Joan Citelli - Director of Corporate Communications
Thank you and welcome, everyone, to our call. Today I'm joined by 8x8's Chief Executive Officer and Chairman of the Board, Bryan Martin, and 8x8's President and Chief Financial Officer, Dan Weirich, to discuss our results for 8x8's third fiscal quarter ended December 31st, 2008.
If you have not yet seen today's financial results, the press release is available on 8x8's corporate website at www.8x8.com. Following our comments, there will be an opportunity for questions.
Before I turn the call over to Bryan I would like to remind all participants that during this conference call any forward-looking statements are made pursuant to the Safe Harbor provision of the Private Securities Litigation Reform Act of 1995. Expressions of future goals, including financial guidance and similar expressions, including without limitations expressions using the terminology may, will, believe, expect, plans, anticipates, predicts, forecasts, and expressions which otherwise request something other than historical fact are intended to identify forward-looking statements.
These forward-looking statements involve a number of risks and uncertainties, including factors discussed in the risk factor sections of our annual report on form 10-K, in our quarterly reports on form 10-Q, and in our other SEC filings and Company releases. Our actual results may differ materially from any forward-looking statements due to such risks and uncertainties. The Company undertakes no obligation to revise or update any forward-looking statements in order to reflect events or circumstances that may arise after this conference call, except as required by law.
Please note that management will be continuing our corporate practice of not offering or providing any forward-looking guidance on the Company's financial results, forecasts, or similar future expectations, and your cooperation is appreciated in not asking any questions in this regard.
Thank you. And with that, I'll turn the call over to Bryan Martin, Chief Executive Officer and Chairman of the Board of 8x8.
Bryan Martin - CEO, Chairman of the Board
Thank you, Joan, and good afternoon, everyone. Well, it's always been my pleasure to conduct these quarterly conference calls with Dan Weirich in his role as Chief Financial Officer. I'm even more pleased at this time to publicly introduce Dan in his newly assumed role as President and CFO, which we announced in November 2008. Dan has already made a number of positive and exciting changes within the organization, and we are looking forward to updating you on our growth and progress throughout 2009.

== LISTED RECORDS ==
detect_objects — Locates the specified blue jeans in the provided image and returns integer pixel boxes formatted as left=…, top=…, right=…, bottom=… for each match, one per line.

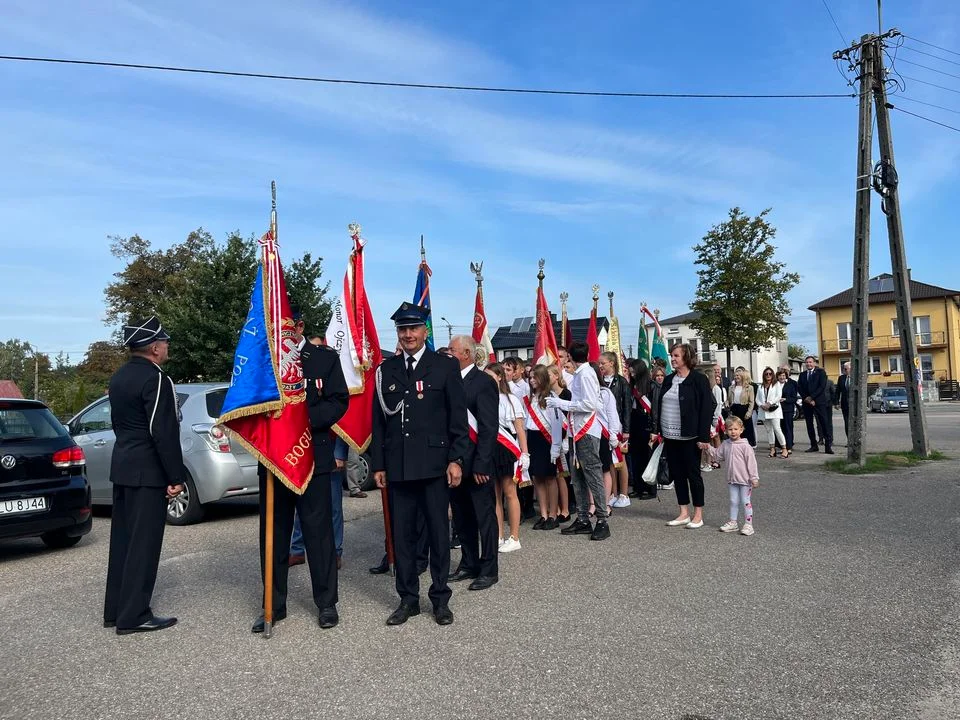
left=290, top=470, right=343, bottom=557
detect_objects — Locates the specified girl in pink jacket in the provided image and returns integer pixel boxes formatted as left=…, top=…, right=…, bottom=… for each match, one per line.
left=699, top=415, right=760, bottom=535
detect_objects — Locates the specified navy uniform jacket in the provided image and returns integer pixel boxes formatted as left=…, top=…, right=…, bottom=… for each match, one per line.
left=463, top=367, right=500, bottom=480
left=797, top=368, right=828, bottom=405
left=300, top=343, right=350, bottom=473
left=108, top=355, right=183, bottom=487
left=370, top=350, right=470, bottom=482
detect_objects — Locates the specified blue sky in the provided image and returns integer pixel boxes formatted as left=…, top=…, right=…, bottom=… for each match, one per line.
left=0, top=0, right=960, bottom=359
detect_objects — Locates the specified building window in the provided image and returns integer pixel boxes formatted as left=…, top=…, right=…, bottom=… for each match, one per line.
left=837, top=323, right=853, bottom=350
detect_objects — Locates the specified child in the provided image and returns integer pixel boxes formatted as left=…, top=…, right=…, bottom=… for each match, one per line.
left=699, top=414, right=760, bottom=535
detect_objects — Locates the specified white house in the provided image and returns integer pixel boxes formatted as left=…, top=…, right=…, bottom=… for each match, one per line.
left=647, top=312, right=788, bottom=381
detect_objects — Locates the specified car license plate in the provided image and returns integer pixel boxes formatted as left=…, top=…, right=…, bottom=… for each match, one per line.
left=0, top=498, right=47, bottom=515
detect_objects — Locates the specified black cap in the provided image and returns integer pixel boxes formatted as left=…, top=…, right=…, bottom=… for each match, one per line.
left=123, top=315, right=170, bottom=348
left=390, top=303, right=430, bottom=327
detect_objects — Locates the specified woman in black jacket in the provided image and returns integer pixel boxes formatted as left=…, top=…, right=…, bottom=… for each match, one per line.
left=658, top=343, right=715, bottom=530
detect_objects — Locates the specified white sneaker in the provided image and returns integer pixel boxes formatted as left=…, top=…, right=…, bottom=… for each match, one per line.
left=500, top=535, right=520, bottom=552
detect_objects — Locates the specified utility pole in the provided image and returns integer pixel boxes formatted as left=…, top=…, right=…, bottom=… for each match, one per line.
left=838, top=35, right=874, bottom=465
left=874, top=40, right=930, bottom=457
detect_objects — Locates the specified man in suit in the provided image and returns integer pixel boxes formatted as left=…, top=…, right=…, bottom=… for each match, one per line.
left=103, top=316, right=184, bottom=635
left=251, top=334, right=350, bottom=633
left=448, top=335, right=500, bottom=590
left=837, top=362, right=850, bottom=438
left=369, top=302, right=470, bottom=625
left=797, top=355, right=833, bottom=455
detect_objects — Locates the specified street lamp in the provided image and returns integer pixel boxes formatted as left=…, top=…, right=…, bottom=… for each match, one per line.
left=440, top=317, right=453, bottom=345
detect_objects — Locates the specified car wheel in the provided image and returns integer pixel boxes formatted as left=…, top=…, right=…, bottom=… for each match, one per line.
left=167, top=470, right=204, bottom=525
left=360, top=453, right=377, bottom=492
left=40, top=530, right=83, bottom=550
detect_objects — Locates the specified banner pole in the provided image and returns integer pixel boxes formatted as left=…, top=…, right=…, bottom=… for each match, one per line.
left=380, top=488, right=397, bottom=577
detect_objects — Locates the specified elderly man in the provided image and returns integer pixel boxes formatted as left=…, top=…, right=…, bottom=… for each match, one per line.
left=369, top=302, right=470, bottom=625
left=449, top=335, right=500, bottom=590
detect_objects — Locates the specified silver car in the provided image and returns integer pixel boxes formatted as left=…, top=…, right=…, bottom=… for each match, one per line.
left=67, top=383, right=259, bottom=525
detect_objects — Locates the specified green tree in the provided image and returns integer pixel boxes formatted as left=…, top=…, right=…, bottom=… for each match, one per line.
left=690, top=207, right=800, bottom=370
left=105, top=228, right=331, bottom=382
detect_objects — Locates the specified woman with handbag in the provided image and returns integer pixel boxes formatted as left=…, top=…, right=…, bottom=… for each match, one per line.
left=757, top=367, right=790, bottom=458
left=658, top=343, right=714, bottom=530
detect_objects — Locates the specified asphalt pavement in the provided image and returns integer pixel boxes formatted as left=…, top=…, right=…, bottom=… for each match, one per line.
left=0, top=403, right=960, bottom=720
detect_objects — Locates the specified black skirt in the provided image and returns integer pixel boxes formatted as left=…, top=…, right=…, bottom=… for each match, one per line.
left=493, top=441, right=517, bottom=480
left=527, top=429, right=557, bottom=478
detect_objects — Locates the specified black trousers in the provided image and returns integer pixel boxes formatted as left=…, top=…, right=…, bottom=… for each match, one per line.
left=663, top=438, right=703, bottom=507
left=780, top=404, right=797, bottom=450
left=260, top=472, right=338, bottom=613
left=450, top=478, right=499, bottom=577
left=390, top=476, right=451, bottom=608
left=803, top=403, right=833, bottom=450
left=103, top=484, right=167, bottom=629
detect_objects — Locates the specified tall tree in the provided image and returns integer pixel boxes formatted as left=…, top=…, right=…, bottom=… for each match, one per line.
left=690, top=207, right=800, bottom=371
left=104, top=228, right=331, bottom=382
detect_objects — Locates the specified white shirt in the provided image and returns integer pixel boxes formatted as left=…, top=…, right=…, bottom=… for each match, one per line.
left=499, top=393, right=527, bottom=437
left=403, top=345, right=427, bottom=371
left=554, top=363, right=603, bottom=438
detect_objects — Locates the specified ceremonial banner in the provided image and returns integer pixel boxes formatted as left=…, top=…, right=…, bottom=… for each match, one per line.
left=533, top=282, right=560, bottom=365
left=218, top=232, right=313, bottom=494
left=325, top=224, right=381, bottom=453
left=413, top=242, right=436, bottom=350
left=471, top=265, right=497, bottom=363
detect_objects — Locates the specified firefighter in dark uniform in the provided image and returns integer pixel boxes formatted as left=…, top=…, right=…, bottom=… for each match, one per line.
left=252, top=343, right=350, bottom=633
left=369, top=303, right=470, bottom=625
left=103, top=317, right=184, bottom=635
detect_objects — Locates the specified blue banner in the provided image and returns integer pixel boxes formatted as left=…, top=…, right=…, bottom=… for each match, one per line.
left=413, top=263, right=436, bottom=350
left=220, top=263, right=280, bottom=416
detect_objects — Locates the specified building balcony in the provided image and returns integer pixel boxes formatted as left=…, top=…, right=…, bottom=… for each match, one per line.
left=821, top=331, right=947, bottom=355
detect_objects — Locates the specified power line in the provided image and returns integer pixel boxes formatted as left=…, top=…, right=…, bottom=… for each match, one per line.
left=820, top=0, right=847, bottom=43
left=903, top=34, right=960, bottom=56
left=903, top=45, right=960, bottom=65
left=900, top=58, right=960, bottom=80
left=890, top=105, right=960, bottom=132
left=900, top=75, right=960, bottom=95
left=0, top=55, right=857, bottom=100
left=897, top=95, right=960, bottom=115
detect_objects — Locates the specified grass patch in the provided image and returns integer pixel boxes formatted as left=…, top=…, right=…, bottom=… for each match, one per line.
left=825, top=450, right=947, bottom=475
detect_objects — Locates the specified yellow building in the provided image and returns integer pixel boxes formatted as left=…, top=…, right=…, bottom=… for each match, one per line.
left=809, top=273, right=960, bottom=384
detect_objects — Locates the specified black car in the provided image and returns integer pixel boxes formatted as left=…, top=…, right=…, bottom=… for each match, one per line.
left=0, top=398, right=93, bottom=548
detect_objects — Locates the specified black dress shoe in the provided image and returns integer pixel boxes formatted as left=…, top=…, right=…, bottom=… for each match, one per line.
left=117, top=617, right=177, bottom=635
left=560, top=518, right=593, bottom=535
left=447, top=568, right=477, bottom=582
left=467, top=575, right=500, bottom=590
left=250, top=610, right=287, bottom=633
left=590, top=520, right=610, bottom=540
left=317, top=605, right=340, bottom=630
left=387, top=603, right=420, bottom=625
left=370, top=555, right=390, bottom=575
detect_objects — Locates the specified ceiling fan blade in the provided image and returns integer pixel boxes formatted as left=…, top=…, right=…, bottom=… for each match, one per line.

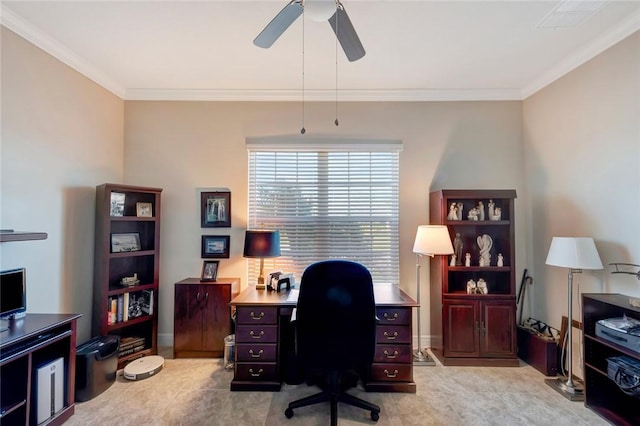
left=253, top=0, right=302, bottom=49
left=329, top=2, right=366, bottom=62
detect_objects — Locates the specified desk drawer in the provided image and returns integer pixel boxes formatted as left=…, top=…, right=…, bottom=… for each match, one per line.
left=236, top=306, right=278, bottom=324
left=373, top=345, right=413, bottom=363
left=371, top=363, right=413, bottom=382
left=234, top=362, right=278, bottom=382
left=376, top=325, right=411, bottom=344
left=236, top=343, right=277, bottom=362
left=376, top=308, right=411, bottom=325
left=236, top=324, right=278, bottom=343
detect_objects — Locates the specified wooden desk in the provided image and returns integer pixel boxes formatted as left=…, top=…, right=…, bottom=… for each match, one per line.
left=230, top=285, right=418, bottom=393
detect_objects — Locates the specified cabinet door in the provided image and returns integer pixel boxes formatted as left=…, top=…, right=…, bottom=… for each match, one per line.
left=173, top=285, right=204, bottom=351
left=202, top=284, right=231, bottom=356
left=443, top=300, right=480, bottom=357
left=479, top=301, right=516, bottom=357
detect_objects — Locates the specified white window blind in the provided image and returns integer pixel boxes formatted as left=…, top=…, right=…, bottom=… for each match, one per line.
left=249, top=144, right=401, bottom=283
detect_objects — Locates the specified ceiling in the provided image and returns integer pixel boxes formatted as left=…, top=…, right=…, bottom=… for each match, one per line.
left=0, top=0, right=640, bottom=101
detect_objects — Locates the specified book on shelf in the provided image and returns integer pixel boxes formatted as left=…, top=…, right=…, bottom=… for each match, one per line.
left=141, top=290, right=153, bottom=315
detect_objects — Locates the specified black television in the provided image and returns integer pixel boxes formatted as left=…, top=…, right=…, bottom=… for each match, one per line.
left=0, top=268, right=27, bottom=319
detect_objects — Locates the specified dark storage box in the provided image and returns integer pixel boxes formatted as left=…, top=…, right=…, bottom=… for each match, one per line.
left=517, top=326, right=558, bottom=377
left=607, top=355, right=640, bottom=398
left=75, top=336, right=120, bottom=402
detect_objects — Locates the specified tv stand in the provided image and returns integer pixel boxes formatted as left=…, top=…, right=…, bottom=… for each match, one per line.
left=0, top=314, right=80, bottom=426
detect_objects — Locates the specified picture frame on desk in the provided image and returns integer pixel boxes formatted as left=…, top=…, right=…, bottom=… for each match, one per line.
left=200, top=191, right=231, bottom=228
left=200, top=235, right=231, bottom=259
left=200, top=260, right=220, bottom=282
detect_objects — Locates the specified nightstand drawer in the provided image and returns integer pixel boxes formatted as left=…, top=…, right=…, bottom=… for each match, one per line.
left=376, top=308, right=411, bottom=325
left=376, top=325, right=411, bottom=344
left=236, top=306, right=278, bottom=324
left=370, top=363, right=413, bottom=382
left=373, top=345, right=413, bottom=363
left=236, top=324, right=278, bottom=343
left=234, top=362, right=278, bottom=382
left=236, top=343, right=277, bottom=362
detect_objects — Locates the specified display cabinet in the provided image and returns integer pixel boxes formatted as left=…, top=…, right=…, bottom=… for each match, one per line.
left=92, top=183, right=162, bottom=368
left=429, top=190, right=518, bottom=366
left=582, top=293, right=640, bottom=426
left=173, top=278, right=240, bottom=358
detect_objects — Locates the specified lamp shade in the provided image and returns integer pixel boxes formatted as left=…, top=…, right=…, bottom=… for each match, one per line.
left=413, top=225, right=453, bottom=256
left=244, top=229, right=280, bottom=257
left=545, top=237, right=602, bottom=269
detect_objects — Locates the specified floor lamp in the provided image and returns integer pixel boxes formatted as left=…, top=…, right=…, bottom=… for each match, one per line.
left=413, top=225, right=453, bottom=365
left=545, top=237, right=602, bottom=401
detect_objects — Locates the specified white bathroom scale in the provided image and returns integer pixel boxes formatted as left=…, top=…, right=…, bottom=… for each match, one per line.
left=124, top=355, right=164, bottom=380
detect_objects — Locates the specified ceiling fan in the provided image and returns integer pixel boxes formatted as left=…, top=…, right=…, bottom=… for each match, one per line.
left=253, top=0, right=365, bottom=62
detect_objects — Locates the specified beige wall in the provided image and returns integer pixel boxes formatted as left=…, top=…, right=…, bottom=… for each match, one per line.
left=523, top=32, right=640, bottom=372
left=125, top=102, right=525, bottom=342
left=0, top=27, right=124, bottom=342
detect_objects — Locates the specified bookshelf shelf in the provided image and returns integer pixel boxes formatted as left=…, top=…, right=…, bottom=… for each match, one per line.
left=92, top=183, right=162, bottom=368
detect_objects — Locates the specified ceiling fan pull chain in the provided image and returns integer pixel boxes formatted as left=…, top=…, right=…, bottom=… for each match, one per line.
left=300, top=9, right=307, bottom=135
left=334, top=9, right=340, bottom=127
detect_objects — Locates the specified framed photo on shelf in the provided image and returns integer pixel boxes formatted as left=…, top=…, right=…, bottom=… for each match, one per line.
left=200, top=191, right=231, bottom=228
left=136, top=203, right=153, bottom=217
left=202, top=235, right=231, bottom=259
left=111, top=232, right=140, bottom=253
left=200, top=260, right=220, bottom=281
left=109, top=192, right=125, bottom=216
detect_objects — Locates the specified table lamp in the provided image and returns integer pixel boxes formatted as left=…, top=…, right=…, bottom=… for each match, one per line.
left=545, top=237, right=602, bottom=401
left=244, top=229, right=280, bottom=290
left=413, top=225, right=453, bottom=365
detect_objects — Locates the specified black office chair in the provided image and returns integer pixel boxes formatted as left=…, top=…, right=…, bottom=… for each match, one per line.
left=284, top=260, right=380, bottom=426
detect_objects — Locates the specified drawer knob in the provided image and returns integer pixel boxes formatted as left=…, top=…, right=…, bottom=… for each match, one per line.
left=249, top=330, right=264, bottom=339
left=384, top=312, right=398, bottom=321
left=384, top=368, right=398, bottom=379
left=249, top=311, right=264, bottom=320
left=249, top=349, right=264, bottom=358
left=249, top=368, right=264, bottom=377
left=384, top=349, right=398, bottom=359
left=384, top=331, right=398, bottom=340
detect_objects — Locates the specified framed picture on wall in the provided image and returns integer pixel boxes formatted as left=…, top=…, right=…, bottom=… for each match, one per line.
left=201, top=235, right=231, bottom=259
left=200, top=191, right=231, bottom=228
left=200, top=260, right=220, bottom=281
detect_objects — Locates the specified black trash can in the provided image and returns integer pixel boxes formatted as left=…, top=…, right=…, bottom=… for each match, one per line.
left=75, top=336, right=120, bottom=402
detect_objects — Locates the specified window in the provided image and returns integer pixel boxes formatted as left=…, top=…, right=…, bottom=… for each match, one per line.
left=247, top=139, right=402, bottom=283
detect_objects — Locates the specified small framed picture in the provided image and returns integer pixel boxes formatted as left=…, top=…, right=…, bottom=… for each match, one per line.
left=136, top=203, right=153, bottom=217
left=111, top=232, right=140, bottom=253
left=200, top=260, right=220, bottom=281
left=200, top=191, right=231, bottom=228
left=202, top=235, right=231, bottom=259
left=109, top=192, right=125, bottom=216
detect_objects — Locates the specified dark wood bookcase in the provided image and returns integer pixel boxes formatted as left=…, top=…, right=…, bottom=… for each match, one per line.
left=92, top=183, right=162, bottom=368
left=582, top=293, right=640, bottom=426
left=429, top=190, right=518, bottom=366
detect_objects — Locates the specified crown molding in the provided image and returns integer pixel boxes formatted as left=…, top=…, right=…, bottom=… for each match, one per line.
left=0, top=4, right=125, bottom=98
left=124, top=89, right=521, bottom=102
left=521, top=11, right=640, bottom=99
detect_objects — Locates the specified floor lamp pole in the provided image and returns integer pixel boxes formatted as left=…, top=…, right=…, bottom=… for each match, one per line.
left=545, top=268, right=584, bottom=401
left=413, top=253, right=435, bottom=365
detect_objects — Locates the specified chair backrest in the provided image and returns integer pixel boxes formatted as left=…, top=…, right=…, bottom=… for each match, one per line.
left=296, top=260, right=376, bottom=372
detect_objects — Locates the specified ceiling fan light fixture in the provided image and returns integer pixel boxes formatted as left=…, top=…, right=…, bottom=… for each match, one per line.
left=303, top=0, right=336, bottom=22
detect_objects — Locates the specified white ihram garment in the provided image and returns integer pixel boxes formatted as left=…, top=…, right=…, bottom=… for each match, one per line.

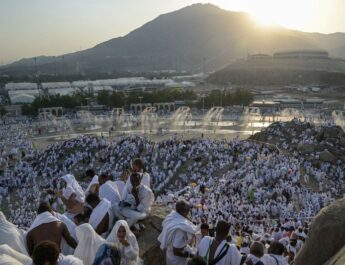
left=99, top=180, right=121, bottom=205
left=53, top=212, right=77, bottom=255
left=89, top=199, right=113, bottom=237
left=107, top=220, right=139, bottom=265
left=74, top=224, right=106, bottom=265
left=62, top=174, right=85, bottom=203
left=0, top=211, right=28, bottom=255
left=158, top=211, right=197, bottom=265
left=198, top=236, right=242, bottom=265
left=0, top=244, right=31, bottom=265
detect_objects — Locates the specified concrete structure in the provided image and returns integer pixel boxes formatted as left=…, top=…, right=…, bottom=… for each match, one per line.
left=273, top=50, right=328, bottom=59
left=129, top=103, right=152, bottom=113
left=303, top=98, right=324, bottom=109
left=38, top=107, right=63, bottom=119
left=153, top=102, right=176, bottom=111
left=250, top=100, right=280, bottom=113
left=5, top=105, right=22, bottom=117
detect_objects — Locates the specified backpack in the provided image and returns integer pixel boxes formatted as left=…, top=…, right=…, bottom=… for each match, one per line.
left=208, top=243, right=230, bottom=265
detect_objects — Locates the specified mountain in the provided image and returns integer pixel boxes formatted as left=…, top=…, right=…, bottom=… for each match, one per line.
left=0, top=4, right=345, bottom=73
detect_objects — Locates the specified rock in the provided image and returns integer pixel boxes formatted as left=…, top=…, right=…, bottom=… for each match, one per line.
left=294, top=199, right=345, bottom=265
left=137, top=205, right=171, bottom=265
left=297, top=142, right=315, bottom=154
left=324, top=246, right=345, bottom=265
left=320, top=150, right=336, bottom=163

== WHAT THIS EXERCISE ASKS ==
1 - Copy the call transcript starting with "Joan Citelli - Director" and going on through "opportunity for questions.", swapping "press release" for "earnings release".
2 - Condense the call transcript's paragraph that opens with "These forward-looking statements involve" into a short bulleted list that keeps its main facts.
The items that come after the call transcript are separate material.

== RESPONSES TO THE TASKS ==
1 -
Joan Citelli - Director of Corporate Communications
Thank you and welcome, everyone, to our call. Today I'm joined by 8x8's Chief Executive Officer and Chairman of the Board, Bryan Martin, and 8x8's President and Chief Financial Officer, Dan Weirich, to discuss our results for 8x8's third fiscal quarter ended December 31st, 2008.
If you have not yet seen today's financial results, the earnings release is available on 8x8's corporate website at www.8x8.com. Following our comments, there will be an opportunity for questions.

2 -
- The forward-looking statements involve a number of risks and uncertainties.
- These include factors discussed in the risk factor sections of the annual report on form 10-K, the quarterly reports on form 10-Q, and other SEC filings and Company releases.
- Because of these risks and uncertainties, actual results may differ materially from any forward-looking statements.
- Except as required by law, the Company has no obligation to revise or update forward-looking statements to reflect events or circumstances that may arise after the call.